- WORK TO COMPLETE: Copy out every record below with complete accuracy.

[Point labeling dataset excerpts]
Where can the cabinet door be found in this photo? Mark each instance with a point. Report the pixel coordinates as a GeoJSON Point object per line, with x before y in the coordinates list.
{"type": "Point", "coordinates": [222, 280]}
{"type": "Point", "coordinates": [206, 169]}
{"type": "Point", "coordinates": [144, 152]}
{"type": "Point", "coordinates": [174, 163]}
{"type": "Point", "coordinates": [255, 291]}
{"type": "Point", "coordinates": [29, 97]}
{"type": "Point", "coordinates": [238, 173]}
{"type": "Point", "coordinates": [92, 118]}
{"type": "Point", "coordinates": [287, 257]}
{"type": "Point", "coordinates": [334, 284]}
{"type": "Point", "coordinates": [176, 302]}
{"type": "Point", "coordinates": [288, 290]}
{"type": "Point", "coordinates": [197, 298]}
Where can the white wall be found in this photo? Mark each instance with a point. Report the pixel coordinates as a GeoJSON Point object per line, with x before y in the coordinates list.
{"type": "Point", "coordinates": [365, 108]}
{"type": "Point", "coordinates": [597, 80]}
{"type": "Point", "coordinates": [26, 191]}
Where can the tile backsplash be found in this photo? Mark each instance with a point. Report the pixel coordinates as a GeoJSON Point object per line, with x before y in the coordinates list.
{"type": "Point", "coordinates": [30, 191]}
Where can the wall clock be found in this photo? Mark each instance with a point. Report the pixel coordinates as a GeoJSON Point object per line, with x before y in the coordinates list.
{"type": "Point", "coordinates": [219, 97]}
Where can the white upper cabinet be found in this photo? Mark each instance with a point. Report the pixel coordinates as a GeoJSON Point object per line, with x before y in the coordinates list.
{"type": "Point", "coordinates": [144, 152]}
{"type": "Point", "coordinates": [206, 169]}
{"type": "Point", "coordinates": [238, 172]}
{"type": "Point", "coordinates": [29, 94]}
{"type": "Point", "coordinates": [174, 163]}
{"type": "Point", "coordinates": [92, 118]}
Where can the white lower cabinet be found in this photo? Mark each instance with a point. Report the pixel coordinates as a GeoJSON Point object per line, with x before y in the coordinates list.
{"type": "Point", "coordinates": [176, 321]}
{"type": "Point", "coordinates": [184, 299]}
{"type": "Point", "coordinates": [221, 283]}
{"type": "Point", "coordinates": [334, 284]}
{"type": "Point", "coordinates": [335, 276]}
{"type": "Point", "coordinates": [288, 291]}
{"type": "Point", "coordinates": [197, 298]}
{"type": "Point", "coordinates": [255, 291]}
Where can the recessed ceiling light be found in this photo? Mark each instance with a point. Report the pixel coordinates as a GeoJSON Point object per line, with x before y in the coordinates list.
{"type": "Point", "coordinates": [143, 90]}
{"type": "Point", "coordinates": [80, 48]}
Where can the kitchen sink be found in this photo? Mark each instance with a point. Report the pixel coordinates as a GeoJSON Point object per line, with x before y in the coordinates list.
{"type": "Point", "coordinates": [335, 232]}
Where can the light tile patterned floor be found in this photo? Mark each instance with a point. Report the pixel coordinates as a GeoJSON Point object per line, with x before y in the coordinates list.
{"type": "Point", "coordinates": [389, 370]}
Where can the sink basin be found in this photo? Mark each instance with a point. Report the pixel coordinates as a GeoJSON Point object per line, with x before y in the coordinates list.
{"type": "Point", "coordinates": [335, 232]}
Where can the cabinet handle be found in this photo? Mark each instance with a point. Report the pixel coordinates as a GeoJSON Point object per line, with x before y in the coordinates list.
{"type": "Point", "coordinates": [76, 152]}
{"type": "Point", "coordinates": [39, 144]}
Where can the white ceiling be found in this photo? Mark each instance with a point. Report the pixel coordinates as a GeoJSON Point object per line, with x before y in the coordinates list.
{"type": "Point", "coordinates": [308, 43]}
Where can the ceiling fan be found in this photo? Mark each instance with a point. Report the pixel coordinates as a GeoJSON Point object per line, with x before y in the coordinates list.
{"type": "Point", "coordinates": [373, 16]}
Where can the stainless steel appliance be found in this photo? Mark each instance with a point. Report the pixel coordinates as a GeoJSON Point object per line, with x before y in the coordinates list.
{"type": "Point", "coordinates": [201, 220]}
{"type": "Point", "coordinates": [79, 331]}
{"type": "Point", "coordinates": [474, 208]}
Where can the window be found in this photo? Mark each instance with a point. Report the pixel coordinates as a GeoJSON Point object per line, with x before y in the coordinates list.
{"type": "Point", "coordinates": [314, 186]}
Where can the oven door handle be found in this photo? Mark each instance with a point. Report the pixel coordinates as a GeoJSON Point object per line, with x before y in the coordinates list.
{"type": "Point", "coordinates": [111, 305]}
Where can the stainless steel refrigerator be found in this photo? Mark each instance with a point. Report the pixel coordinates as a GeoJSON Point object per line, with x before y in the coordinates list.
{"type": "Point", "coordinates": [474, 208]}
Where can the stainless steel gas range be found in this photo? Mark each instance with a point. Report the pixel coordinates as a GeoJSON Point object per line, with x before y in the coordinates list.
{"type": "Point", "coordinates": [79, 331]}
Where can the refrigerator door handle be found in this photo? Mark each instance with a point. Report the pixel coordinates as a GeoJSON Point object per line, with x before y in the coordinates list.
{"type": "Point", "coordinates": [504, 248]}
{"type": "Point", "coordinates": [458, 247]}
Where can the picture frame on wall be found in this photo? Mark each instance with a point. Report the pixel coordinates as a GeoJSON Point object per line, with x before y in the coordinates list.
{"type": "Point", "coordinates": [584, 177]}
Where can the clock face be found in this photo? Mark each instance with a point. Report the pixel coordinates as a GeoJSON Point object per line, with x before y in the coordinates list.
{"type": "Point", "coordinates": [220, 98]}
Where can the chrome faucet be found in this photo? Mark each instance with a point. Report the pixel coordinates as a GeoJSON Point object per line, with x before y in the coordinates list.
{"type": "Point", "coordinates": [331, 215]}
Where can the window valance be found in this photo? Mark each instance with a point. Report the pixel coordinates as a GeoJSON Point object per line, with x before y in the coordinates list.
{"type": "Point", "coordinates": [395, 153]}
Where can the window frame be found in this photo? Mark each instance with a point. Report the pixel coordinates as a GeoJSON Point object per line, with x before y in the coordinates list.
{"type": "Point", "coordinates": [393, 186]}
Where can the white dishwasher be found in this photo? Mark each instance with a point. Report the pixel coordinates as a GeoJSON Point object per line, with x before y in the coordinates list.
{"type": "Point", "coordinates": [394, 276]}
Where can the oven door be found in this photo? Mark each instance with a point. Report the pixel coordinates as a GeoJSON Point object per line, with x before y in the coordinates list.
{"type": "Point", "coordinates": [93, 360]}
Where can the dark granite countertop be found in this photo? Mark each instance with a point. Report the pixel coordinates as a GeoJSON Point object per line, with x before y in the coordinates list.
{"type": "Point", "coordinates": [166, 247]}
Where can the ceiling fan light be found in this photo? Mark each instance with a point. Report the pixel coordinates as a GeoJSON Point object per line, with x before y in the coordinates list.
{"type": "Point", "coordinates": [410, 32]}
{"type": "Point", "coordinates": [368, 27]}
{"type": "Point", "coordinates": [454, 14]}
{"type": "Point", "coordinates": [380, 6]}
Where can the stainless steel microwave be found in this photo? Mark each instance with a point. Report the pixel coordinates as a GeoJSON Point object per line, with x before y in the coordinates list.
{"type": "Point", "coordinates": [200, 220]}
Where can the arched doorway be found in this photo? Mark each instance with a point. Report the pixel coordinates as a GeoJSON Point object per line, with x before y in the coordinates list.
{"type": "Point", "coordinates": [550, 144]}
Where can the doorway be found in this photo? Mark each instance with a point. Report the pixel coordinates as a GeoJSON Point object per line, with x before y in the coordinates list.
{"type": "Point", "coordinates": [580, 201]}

- WRITTEN REPLY:
Where can the cabinet door be found in this photo? Mark each instance with a point. Report the pixel coordinates as a GeoJSON Point object per line, with x before y in the coordinates list.
{"type": "Point", "coordinates": [222, 280]}
{"type": "Point", "coordinates": [206, 169]}
{"type": "Point", "coordinates": [144, 152]}
{"type": "Point", "coordinates": [174, 163]}
{"type": "Point", "coordinates": [255, 291]}
{"type": "Point", "coordinates": [29, 97]}
{"type": "Point", "coordinates": [238, 173]}
{"type": "Point", "coordinates": [92, 118]}
{"type": "Point", "coordinates": [287, 257]}
{"type": "Point", "coordinates": [334, 284]}
{"type": "Point", "coordinates": [176, 302]}
{"type": "Point", "coordinates": [288, 290]}
{"type": "Point", "coordinates": [197, 298]}
Where can the white wall be found in this photo? Mark each instance with a point. Report the pixel coordinates as a GeoJSON Point object per line, with x before y in the coordinates list.
{"type": "Point", "coordinates": [365, 108]}
{"type": "Point", "coordinates": [597, 80]}
{"type": "Point", "coordinates": [26, 191]}
Where can the tile backsplash be found in this photo? Mark each instance with a point. Report the pixel coordinates as a GeoJSON Point object per line, with x before y in the coordinates list.
{"type": "Point", "coordinates": [30, 191]}
Where can the wall clock be found in this photo? Mark each instance with a point. Report the pixel coordinates as a GeoJSON Point object per line, with x before y in the coordinates list.
{"type": "Point", "coordinates": [219, 97]}
Where can the white upper cabinet be found in this photo? Mark each instance with a point. Report the pixel coordinates as a GeoJSON Point object per line, with x before y in the coordinates list.
{"type": "Point", "coordinates": [144, 152]}
{"type": "Point", "coordinates": [206, 169]}
{"type": "Point", "coordinates": [238, 172]}
{"type": "Point", "coordinates": [29, 94]}
{"type": "Point", "coordinates": [174, 163]}
{"type": "Point", "coordinates": [92, 118]}
Where can the white lower cabinet be found in this photo? Mark each instance with a point. Report the pixel coordinates as a GeoJSON Point object per line, with x before y in the coordinates list.
{"type": "Point", "coordinates": [176, 321]}
{"type": "Point", "coordinates": [184, 299]}
{"type": "Point", "coordinates": [221, 283]}
{"type": "Point", "coordinates": [334, 284]}
{"type": "Point", "coordinates": [335, 276]}
{"type": "Point", "coordinates": [288, 291]}
{"type": "Point", "coordinates": [197, 298]}
{"type": "Point", "coordinates": [255, 291]}
Where can the recessed ceiling light be found in this photo? Mark each instance with a point. Report the pixel coordinates as a GeoJSON Point object per line, with x before y in the coordinates list.
{"type": "Point", "coordinates": [143, 90]}
{"type": "Point", "coordinates": [80, 48]}
Where can the kitchen sink be found in this photo? Mark each instance with a point. Report the pixel coordinates as a GeoJSON Point object per line, with x before y in the coordinates list.
{"type": "Point", "coordinates": [335, 232]}
Where can the light tile patterned floor be found in this photo? Mark each instance with a point. Report the pixel coordinates as a GeoJSON Point object per line, with x before y in the coordinates list.
{"type": "Point", "coordinates": [389, 370]}
Where can the sink basin be found in this photo? Mark each instance with a point. Report the pixel coordinates as a GeoJSON Point object per line, with x before y in the coordinates list.
{"type": "Point", "coordinates": [335, 232]}
Where can the cabinet handle be found in this photo? Mark each instance with a point. Report the pixel coordinates as a GeoJSON Point object per line, with x before y in the coordinates list.
{"type": "Point", "coordinates": [76, 152]}
{"type": "Point", "coordinates": [39, 144]}
Where can the white ceiling be found in this photo? Mark each instance with a point. Report the pixel coordinates as a GeoJSON Point object per line, with x before y in the coordinates list.
{"type": "Point", "coordinates": [308, 43]}
Where can the ceiling fan be found in this photo? Mark each instance with a point. Report the pixel coordinates as a GeoJSON Point object per line, with x before y in the coordinates list.
{"type": "Point", "coordinates": [373, 16]}
Where can the stainless steel appliance be found in this photo? Mark each instance with a point. Report the pixel coordinates as a GeoJSON Point object per line, with x before y in the coordinates list.
{"type": "Point", "coordinates": [201, 220]}
{"type": "Point", "coordinates": [79, 331]}
{"type": "Point", "coordinates": [474, 208]}
Where can the window be found in this photo? Mark each instance with a point. Report the pixel coordinates as a GeoJSON Point object per line, with x before y in the coordinates list.
{"type": "Point", "coordinates": [314, 186]}
Where can the oven door handle be found in this photo? Mark each instance with a point. Report the pixel coordinates as a GeoJSON Point object per line, with x before y in the coordinates list.
{"type": "Point", "coordinates": [111, 305]}
Where can the stainless steel refrigerator be found in this photo? Mark each instance with a point. Report the pixel coordinates as a GeoJSON Point object per line, with x before y in the coordinates list.
{"type": "Point", "coordinates": [474, 208]}
Where can the stainless steel gas range be found in this photo? Mark each instance with a point. Report the pixel coordinates as a GeoJSON Point object per line, with x before y in the coordinates list.
{"type": "Point", "coordinates": [79, 331]}
Where can the refrigerator door handle be found in this photo? Mark each instance with a point. Report the pixel coordinates as a GeoJSON Point object per line, with x before y in the coordinates list.
{"type": "Point", "coordinates": [504, 248]}
{"type": "Point", "coordinates": [458, 247]}
Where can the picture frame on wall be found in this photo? Mark each instance with a point. Report the pixel coordinates as a GeoJSON Point object per line, with x before y in the coordinates list.
{"type": "Point", "coordinates": [584, 177]}
Where can the clock face be found in this photo? Mark each instance with a point. Report the pixel coordinates as a GeoJSON Point object per line, with x before y in the coordinates list.
{"type": "Point", "coordinates": [220, 98]}
Where can the chrome faucet be found in this photo? Mark each instance with a point. Report the pixel coordinates as a GeoJSON Point object per line, with x before y in the coordinates list.
{"type": "Point", "coordinates": [331, 215]}
Where can the window valance be found in this photo? Mark each instance with a point. Report the pixel coordinates as a GeoJSON Point object per line, with x before y in the coordinates list.
{"type": "Point", "coordinates": [395, 153]}
Where can the window frame be found in this photo? Mark each instance with a point. Report the pixel coordinates as a GeoJSON Point object per line, with x before y in the coordinates list.
{"type": "Point", "coordinates": [393, 186]}
Where can the white dishwasher be found in this photo? Mark each instance with a point. Report the pixel coordinates as a GeoJSON Point object per line, with x before y in the coordinates list.
{"type": "Point", "coordinates": [394, 276]}
Where can the oven door be found in this photo? Mark each instance with a point. Report the pixel coordinates as a GeoJSON Point object per line, with x before y in the coordinates list.
{"type": "Point", "coordinates": [93, 360]}
Where can the dark granite countertop be found in this photo? Mark each instance with a point. Report the pixel coordinates as a GeoJSON Point object per line, with x before y in the coordinates list.
{"type": "Point", "coordinates": [166, 247]}
Where can the ceiling fan light be found in this photo? Mark each instance with a point. Report the pixel coordinates as a GeoJSON Point object per line, with x before y in the coordinates list.
{"type": "Point", "coordinates": [410, 32]}
{"type": "Point", "coordinates": [368, 27]}
{"type": "Point", "coordinates": [454, 14]}
{"type": "Point", "coordinates": [380, 6]}
Where can the stainless steel microwave be found in this photo? Mark each instance with a point. Report the pixel coordinates as a GeoJSON Point object per line, with x before y in the coordinates list.
{"type": "Point", "coordinates": [200, 220]}
Where can the arched doorway be found in this photo? Mark each instance with a point. Report the pixel coordinates as a GeoJSON Point object per line, with x before y in the coordinates list.
{"type": "Point", "coordinates": [550, 144]}
Where can the doorway be found in this photo? Mark each instance with a point. Report the pixel coordinates as a GeoJSON Point object per line, with x before y in the coordinates list.
{"type": "Point", "coordinates": [580, 201]}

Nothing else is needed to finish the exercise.